▶ [Work to complete]:
1) According to the atrial fibrillation passage, why might adenosine lead to more effective ablation?
2) Please copy the atrial fibrillation passage word for word from "Atrial fibrillation, a" to "and other complications.".

(Page extract begins)

Lead on new therapies for cardiovascular disease
Researchers at The Ohio State University Dorothy M. Davis Heart and Lung Research Institute have discovered a new treatment for atrial fibrillation that could potentially end the irregular heartbeat condition for many patients.
Atrial fibrillation, a condition in which the atria fail to contract in a strong, rhythmic way, is the most prevalent cardiac arrhythmia in the United States. It’s a leading cause of stroke, heart failure and other complications.
The Ohio State University Wexner Medical Center cardiovascular researchers studying the mechanisms of atrial fibrillation found that adenosine, a chemical present in human cells and used in clinical practice, may help physicians pinpoint the exact spot of the arrhythmia source, resulting in more effective ablation (destruction of a small amount of heart tissue that’s causing the irregular heart rhythms), possibly ending recurring atrial fibrillation.

(Page extract ends)
(Extracted material begins)

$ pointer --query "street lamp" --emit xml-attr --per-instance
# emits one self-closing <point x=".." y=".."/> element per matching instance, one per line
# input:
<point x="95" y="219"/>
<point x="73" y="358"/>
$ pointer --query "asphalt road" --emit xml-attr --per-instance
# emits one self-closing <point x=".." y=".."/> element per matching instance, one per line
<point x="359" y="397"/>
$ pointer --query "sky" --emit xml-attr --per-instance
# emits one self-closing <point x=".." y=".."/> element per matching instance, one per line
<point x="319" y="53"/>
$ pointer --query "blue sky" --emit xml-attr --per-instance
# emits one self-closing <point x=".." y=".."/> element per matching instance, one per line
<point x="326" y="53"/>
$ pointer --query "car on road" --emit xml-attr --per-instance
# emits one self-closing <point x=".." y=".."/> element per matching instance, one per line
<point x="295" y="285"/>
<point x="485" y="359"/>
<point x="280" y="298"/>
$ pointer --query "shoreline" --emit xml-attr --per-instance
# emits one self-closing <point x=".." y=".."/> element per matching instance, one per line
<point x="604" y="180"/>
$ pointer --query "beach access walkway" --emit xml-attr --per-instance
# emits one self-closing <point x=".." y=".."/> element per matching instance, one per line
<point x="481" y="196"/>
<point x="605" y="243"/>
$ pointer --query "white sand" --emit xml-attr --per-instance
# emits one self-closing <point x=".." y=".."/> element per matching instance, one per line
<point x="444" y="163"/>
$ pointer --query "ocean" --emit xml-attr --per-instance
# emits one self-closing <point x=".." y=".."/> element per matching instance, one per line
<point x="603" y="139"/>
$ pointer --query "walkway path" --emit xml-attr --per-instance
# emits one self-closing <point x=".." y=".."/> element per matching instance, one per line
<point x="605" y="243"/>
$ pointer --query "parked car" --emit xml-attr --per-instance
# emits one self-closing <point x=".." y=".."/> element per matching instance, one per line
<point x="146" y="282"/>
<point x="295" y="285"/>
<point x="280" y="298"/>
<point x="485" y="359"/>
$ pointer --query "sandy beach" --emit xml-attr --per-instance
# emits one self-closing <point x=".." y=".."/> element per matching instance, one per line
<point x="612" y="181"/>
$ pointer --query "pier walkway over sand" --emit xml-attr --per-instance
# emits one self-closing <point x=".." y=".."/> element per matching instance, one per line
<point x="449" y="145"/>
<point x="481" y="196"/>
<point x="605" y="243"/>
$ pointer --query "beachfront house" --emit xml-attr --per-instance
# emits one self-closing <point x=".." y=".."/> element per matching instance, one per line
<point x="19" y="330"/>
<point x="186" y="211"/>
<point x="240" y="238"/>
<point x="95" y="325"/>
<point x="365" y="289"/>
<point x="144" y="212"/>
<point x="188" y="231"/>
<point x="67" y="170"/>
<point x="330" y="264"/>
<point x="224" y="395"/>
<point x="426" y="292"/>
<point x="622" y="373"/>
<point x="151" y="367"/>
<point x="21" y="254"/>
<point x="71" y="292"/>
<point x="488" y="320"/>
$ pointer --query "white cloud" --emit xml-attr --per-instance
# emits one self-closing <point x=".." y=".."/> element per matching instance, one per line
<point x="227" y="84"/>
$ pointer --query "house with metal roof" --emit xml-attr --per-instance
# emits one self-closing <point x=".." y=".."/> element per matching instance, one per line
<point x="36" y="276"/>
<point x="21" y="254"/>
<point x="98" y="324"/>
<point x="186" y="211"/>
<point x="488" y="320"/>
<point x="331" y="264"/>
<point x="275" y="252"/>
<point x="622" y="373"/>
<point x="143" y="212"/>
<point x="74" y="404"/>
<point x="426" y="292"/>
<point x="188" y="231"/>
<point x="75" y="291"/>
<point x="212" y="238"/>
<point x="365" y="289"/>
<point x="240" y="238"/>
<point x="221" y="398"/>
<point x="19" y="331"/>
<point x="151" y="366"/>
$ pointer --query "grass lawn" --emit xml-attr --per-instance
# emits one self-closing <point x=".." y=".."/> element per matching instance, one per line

(Extracted material ends)

▶ [Answers given]:
1) Adenosine may help physicians pinpoint the exact spot where the arrhythmia originates. That lets them destroy the small amount of heart tissue causing the irregular rhythm, which could end recurring atrial fibrillation.

2)
Atrial fibrillation, a condition in which the atria fail to contract in a strong, rhythmic way, is the most prevalent cardiac arrhythmia in the United States. It’s a leading cause of stroke, heart failure and other complications.